Give back all the data below exactly as it is shown.

** Input data follows **

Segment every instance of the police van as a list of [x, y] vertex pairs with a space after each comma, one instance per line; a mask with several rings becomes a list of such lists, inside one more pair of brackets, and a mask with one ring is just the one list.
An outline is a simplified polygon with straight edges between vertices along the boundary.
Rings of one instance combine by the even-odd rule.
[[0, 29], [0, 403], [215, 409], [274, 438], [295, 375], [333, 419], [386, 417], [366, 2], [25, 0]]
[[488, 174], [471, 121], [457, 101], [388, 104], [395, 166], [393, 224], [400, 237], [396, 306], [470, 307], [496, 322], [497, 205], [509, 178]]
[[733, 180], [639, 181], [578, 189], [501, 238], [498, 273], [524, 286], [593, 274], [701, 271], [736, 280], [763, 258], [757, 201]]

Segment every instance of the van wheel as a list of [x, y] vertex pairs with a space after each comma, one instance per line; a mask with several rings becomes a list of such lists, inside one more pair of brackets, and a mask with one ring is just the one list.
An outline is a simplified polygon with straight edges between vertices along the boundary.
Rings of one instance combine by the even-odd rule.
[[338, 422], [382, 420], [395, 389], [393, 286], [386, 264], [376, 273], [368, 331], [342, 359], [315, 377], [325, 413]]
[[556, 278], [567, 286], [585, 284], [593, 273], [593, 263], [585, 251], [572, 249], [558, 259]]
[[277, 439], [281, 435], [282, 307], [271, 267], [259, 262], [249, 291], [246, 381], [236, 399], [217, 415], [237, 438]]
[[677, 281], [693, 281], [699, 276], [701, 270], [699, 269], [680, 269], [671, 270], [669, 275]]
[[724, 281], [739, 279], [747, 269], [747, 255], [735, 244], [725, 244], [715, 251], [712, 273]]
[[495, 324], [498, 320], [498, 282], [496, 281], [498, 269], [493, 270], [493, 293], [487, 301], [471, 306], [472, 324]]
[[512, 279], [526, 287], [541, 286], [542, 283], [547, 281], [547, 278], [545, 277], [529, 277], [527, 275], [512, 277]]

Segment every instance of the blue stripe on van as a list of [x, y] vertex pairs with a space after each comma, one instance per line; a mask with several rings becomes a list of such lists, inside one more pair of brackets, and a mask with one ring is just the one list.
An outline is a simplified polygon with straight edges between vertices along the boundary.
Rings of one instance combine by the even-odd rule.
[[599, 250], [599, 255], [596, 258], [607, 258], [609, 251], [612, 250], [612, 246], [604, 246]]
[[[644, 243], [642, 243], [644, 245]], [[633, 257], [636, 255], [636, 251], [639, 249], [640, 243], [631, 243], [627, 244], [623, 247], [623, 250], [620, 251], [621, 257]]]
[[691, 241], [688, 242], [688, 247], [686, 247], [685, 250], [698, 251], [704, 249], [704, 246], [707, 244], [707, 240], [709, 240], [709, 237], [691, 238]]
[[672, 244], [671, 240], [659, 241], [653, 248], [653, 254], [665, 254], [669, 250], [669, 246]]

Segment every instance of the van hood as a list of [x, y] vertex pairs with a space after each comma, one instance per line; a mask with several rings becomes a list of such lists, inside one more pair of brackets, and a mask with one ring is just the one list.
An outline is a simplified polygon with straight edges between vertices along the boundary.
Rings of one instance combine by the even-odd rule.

** End of Input data **

▶ _Final answer_:
Segment every instance of the police van as a list of [x, y] vertex pairs with a space after each comma, one instance per line; a mask with several rings becomes a list of such lists, inside one more pair of brackets, and a mask with one ring is just the one list.
An outline is a simplified polygon with straight edges between vertices along the boundary.
Rings of one instance combine by the even-odd rule.
[[0, 29], [0, 403], [215, 409], [274, 438], [295, 375], [333, 419], [386, 417], [366, 2], [25, 0]]
[[488, 174], [471, 121], [457, 101], [388, 104], [395, 166], [393, 224], [400, 237], [396, 306], [470, 307], [496, 322], [497, 205], [509, 178]]
[[733, 180], [639, 181], [578, 189], [501, 238], [498, 273], [524, 286], [593, 274], [701, 271], [736, 280], [763, 258], [757, 201]]

Segment every instance of the van wheel as a list of [x, y] vertex pairs with a space after each comma, one instance per line; a mask with several rings becomes a list of such lists, inside one more pair of brackets, and a mask with one ring is just the one list.
An outline is a simplified polygon with straight edges between vertices along the boundary.
Rings of one instance combine by the even-odd rule.
[[338, 422], [382, 420], [395, 389], [393, 286], [386, 264], [376, 273], [368, 331], [342, 359], [315, 377], [325, 413]]
[[556, 278], [567, 286], [585, 284], [593, 273], [593, 263], [585, 251], [572, 249], [558, 259]]
[[277, 439], [281, 435], [282, 307], [271, 267], [259, 262], [249, 291], [246, 381], [236, 399], [217, 415], [237, 438]]
[[677, 281], [693, 281], [699, 276], [701, 270], [699, 269], [680, 269], [671, 270], [669, 275]]
[[724, 281], [739, 279], [747, 269], [747, 255], [735, 244], [725, 244], [715, 251], [712, 273]]
[[495, 324], [498, 320], [498, 282], [496, 281], [498, 269], [493, 270], [493, 293], [487, 301], [471, 306], [472, 324]]
[[512, 279], [526, 287], [541, 286], [542, 283], [547, 281], [547, 278], [545, 277], [529, 277], [527, 275], [512, 277]]

Segment every instance of the blue stripe on van as a list of [x, y] vertex pairs with a space after each comma, one instance per line; a mask with several rings becomes a list of such lists, inside one more pair of brackets, and a mask with one ring is just the one list.
An outline is a simplified polygon with straight edges between vertices along the boundary.
Rings of one instance combine by the even-odd rule.
[[599, 250], [599, 255], [596, 258], [607, 258], [609, 251], [612, 250], [612, 246], [604, 246]]
[[[644, 243], [642, 243], [644, 245]], [[633, 257], [636, 255], [636, 251], [639, 249], [640, 243], [631, 243], [627, 244], [623, 247], [623, 250], [620, 251], [621, 257]]]
[[691, 241], [688, 242], [688, 247], [686, 247], [685, 250], [698, 251], [704, 249], [704, 246], [707, 244], [707, 240], [709, 240], [709, 237], [691, 238]]
[[672, 244], [671, 240], [659, 241], [653, 248], [653, 254], [665, 254], [669, 250], [669, 246]]

Segment every instance of the van hood as a list of [x, y] vertex pairs with a space after each comma, one instance per line; a mask with several rings becomes a list of such lists, inside one more pair of brackets, and a mask with one ring is just the one list.
An outline is a simplified polygon with straight edges between vertices along the boundary.
Rings of one instance combine by the even-odd rule.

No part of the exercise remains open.